__Aim of the task__
Wherever the string "below" occurs in a line of these records, report that line.

__Given entries__
+ + + + + + +

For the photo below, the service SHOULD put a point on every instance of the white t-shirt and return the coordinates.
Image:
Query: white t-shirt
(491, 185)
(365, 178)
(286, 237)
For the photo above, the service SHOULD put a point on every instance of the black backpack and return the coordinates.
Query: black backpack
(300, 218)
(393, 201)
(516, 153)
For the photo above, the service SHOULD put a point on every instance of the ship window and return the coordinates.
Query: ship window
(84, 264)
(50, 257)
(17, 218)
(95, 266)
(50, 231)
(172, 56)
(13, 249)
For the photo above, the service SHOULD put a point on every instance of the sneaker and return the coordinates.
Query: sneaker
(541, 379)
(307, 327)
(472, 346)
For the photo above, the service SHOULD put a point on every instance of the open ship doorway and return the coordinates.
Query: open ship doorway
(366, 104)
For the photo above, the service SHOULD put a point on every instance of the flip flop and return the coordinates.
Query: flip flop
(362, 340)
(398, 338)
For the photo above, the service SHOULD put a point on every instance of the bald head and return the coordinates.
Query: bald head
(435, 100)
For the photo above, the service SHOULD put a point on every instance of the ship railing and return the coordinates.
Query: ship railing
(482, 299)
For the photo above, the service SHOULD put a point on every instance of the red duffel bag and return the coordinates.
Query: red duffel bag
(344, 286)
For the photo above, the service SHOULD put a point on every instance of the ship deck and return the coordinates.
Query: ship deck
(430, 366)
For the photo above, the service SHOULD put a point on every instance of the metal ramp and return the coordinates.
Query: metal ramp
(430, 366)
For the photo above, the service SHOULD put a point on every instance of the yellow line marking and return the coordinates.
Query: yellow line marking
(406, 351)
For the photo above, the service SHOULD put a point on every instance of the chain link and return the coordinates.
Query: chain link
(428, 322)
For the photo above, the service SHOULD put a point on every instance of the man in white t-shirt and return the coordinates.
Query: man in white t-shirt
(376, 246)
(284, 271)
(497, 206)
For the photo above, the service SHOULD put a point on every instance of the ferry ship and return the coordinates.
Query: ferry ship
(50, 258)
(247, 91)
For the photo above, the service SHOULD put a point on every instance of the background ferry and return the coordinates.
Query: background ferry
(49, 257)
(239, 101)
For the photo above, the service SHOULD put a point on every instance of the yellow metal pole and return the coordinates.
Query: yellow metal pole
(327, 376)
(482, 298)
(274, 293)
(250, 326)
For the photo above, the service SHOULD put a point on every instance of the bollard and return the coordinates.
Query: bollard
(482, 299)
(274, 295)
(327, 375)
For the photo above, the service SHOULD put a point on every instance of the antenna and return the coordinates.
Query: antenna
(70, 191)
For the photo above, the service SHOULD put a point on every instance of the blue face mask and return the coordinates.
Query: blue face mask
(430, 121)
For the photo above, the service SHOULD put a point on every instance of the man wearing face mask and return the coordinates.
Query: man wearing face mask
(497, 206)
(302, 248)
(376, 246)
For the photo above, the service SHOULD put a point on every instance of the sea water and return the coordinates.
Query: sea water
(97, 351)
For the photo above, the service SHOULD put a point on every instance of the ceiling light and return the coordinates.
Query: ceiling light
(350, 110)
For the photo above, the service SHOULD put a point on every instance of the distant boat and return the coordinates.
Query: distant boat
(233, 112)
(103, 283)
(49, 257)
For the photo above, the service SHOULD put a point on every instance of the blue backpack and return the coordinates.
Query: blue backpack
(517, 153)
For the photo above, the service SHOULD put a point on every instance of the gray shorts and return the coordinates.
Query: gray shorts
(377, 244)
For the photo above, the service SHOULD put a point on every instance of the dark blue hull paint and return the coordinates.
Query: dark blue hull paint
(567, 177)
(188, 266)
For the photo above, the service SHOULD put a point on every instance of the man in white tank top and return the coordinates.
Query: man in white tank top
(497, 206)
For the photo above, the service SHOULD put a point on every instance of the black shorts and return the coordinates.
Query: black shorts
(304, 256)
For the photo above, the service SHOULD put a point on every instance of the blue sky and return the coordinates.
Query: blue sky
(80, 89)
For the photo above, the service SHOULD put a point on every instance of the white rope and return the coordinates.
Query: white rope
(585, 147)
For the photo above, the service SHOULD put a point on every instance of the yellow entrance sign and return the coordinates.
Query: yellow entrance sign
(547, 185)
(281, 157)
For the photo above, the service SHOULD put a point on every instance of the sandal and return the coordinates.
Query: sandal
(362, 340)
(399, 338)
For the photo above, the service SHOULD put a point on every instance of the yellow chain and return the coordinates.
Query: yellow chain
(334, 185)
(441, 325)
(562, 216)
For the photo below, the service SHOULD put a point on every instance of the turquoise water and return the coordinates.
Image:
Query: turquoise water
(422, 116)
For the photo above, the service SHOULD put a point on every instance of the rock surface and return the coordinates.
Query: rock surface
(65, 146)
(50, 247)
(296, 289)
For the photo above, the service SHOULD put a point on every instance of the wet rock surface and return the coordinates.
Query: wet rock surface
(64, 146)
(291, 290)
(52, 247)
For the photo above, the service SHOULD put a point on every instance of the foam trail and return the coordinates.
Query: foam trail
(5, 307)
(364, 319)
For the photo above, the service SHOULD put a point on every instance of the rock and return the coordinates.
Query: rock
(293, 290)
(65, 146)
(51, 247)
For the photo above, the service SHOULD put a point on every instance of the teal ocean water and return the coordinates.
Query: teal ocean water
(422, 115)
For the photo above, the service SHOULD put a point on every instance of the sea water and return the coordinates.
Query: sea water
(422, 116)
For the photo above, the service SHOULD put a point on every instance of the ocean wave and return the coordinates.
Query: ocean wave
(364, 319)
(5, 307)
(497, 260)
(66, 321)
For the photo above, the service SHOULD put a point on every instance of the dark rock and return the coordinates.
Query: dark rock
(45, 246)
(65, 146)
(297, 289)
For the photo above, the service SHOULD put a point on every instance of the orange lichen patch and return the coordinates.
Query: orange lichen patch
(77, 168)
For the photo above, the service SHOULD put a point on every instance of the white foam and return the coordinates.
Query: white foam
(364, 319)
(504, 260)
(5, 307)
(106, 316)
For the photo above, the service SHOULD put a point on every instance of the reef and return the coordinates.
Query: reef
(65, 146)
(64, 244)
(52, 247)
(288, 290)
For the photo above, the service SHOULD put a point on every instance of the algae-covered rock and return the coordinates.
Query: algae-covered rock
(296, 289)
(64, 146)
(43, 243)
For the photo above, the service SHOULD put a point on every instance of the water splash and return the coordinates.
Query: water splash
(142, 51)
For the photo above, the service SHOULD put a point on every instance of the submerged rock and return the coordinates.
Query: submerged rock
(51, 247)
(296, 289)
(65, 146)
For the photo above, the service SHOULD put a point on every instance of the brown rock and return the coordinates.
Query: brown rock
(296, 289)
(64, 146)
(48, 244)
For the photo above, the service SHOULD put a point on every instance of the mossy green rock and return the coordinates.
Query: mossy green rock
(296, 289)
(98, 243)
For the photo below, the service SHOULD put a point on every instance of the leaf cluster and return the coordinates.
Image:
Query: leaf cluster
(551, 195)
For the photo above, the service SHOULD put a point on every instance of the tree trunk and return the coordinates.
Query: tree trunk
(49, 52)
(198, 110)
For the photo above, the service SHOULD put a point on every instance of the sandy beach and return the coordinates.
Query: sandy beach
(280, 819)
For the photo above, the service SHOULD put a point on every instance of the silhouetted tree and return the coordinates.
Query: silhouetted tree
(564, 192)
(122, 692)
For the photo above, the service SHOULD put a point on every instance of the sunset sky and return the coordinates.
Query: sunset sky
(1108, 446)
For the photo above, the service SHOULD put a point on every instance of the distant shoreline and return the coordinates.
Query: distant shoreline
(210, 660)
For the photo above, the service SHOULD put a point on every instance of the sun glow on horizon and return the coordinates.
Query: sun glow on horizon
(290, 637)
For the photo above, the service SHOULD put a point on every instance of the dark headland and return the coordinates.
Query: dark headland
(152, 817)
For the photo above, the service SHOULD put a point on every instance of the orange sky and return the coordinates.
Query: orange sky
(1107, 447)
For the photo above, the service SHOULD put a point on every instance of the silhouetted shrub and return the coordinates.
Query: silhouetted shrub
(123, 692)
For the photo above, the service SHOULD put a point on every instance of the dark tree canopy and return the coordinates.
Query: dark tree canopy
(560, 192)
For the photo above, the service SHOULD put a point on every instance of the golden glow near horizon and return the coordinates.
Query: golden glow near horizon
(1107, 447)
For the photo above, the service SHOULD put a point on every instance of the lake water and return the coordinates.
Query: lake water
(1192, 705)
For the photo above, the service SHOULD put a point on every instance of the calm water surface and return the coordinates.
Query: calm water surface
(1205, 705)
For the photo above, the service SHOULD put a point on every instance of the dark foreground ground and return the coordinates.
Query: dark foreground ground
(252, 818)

+ + + + + + +

__Exercise response__
For the photo below, the service SHOULD put a point on every instance of the white t-shirt and return the coordinates.
For the photo below, the service SHOULD put a point on every instance of the turquoise water and return the coordinates.
For the photo below, the service SHOULD put a point on every instance of the leaf cluster and return the coordinates.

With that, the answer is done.